▶ _Records for this exercise_:
** start **

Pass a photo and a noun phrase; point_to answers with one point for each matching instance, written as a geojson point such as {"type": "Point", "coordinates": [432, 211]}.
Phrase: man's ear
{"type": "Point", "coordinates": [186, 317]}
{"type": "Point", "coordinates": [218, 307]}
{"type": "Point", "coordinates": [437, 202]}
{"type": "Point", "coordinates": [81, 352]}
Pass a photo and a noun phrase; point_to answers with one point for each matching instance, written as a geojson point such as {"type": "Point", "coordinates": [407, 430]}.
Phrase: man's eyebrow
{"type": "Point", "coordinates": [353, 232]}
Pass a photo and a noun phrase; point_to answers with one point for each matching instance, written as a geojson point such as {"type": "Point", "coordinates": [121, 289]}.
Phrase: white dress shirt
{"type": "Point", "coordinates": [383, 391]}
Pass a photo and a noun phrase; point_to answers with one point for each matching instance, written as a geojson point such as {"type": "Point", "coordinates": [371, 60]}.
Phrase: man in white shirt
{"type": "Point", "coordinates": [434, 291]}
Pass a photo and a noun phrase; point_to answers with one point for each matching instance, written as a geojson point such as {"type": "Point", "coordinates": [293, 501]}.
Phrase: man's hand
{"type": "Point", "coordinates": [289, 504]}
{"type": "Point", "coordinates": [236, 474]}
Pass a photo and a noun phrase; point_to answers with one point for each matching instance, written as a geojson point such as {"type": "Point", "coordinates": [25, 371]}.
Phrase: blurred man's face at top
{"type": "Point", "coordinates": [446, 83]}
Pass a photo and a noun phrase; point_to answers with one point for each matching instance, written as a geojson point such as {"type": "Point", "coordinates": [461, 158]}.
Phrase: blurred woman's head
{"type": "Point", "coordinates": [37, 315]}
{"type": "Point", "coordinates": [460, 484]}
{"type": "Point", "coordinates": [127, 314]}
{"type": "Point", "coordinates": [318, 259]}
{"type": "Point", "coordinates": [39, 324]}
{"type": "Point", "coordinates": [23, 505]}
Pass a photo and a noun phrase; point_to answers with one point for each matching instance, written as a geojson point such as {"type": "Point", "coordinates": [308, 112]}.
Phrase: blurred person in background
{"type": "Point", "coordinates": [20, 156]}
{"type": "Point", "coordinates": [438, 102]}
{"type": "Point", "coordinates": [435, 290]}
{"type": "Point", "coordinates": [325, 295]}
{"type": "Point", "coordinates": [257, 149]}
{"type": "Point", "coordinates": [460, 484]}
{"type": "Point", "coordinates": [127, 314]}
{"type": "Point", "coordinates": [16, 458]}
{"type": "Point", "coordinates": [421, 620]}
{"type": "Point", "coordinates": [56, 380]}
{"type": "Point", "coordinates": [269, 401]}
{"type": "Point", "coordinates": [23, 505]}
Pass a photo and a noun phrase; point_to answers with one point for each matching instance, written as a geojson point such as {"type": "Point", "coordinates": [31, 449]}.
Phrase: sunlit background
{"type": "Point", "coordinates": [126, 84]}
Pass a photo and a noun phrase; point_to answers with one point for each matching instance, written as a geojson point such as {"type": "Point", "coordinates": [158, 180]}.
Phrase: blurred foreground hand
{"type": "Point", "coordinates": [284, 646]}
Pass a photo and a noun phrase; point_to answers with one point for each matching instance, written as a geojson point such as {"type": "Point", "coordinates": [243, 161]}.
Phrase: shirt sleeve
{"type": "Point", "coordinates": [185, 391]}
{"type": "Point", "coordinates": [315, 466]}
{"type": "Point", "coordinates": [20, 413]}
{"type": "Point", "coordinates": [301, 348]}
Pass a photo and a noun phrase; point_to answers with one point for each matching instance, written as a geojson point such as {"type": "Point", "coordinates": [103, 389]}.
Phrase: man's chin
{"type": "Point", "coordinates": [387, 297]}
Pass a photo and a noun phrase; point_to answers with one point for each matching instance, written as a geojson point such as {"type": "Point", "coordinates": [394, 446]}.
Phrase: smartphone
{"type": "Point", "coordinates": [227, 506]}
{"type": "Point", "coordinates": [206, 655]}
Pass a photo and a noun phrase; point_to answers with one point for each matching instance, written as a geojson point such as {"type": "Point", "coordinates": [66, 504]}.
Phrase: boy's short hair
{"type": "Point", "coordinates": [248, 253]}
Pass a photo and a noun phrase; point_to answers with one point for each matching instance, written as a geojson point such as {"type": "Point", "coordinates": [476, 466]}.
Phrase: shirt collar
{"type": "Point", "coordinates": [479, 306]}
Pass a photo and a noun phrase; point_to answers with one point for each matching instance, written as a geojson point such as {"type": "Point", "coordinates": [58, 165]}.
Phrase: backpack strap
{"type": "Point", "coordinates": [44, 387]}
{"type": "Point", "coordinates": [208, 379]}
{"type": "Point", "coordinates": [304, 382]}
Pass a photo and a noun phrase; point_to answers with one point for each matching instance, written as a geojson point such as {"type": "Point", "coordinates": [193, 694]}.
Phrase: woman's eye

** end **
** start **

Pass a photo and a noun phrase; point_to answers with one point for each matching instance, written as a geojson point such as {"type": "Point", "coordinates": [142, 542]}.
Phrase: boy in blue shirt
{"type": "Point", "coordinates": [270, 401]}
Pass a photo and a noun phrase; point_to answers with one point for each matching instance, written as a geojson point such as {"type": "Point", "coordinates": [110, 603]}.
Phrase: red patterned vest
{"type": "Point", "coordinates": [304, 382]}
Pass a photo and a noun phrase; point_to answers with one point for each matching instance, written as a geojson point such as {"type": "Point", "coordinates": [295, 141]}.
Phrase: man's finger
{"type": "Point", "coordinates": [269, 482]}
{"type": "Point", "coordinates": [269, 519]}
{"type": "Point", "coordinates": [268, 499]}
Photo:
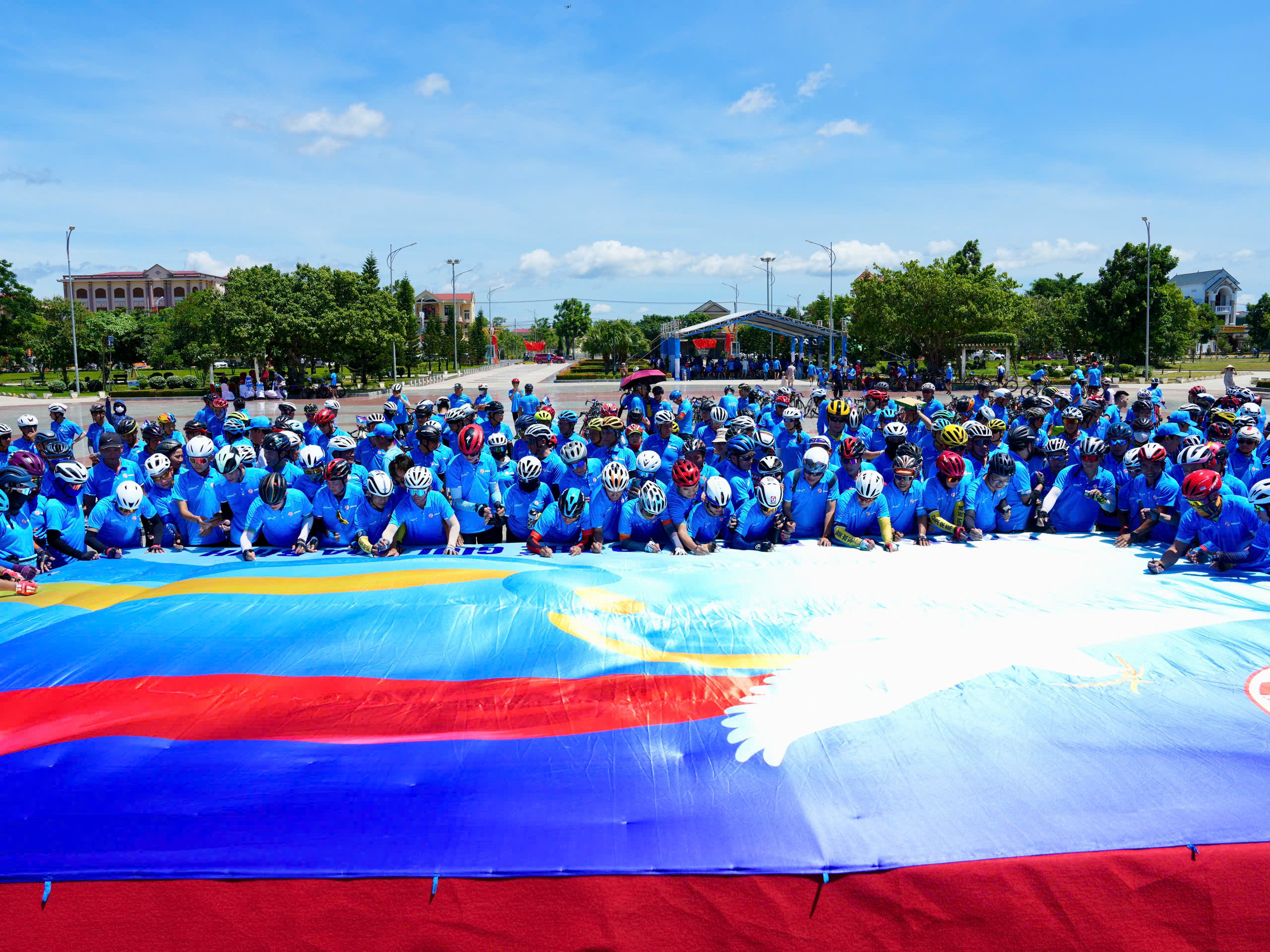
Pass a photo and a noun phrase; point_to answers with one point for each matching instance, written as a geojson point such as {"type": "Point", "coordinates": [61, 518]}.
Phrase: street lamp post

** end **

▶ _Short task_: Select each line from the two blocks above that contains the word "shirt".

▶ _Result of this exercise_:
Phrase: white dress shirt
Phrase: man in white shirt
Phrase: shirt sleeve
Phrase: shirt collar
Phrase: boy in blue shirt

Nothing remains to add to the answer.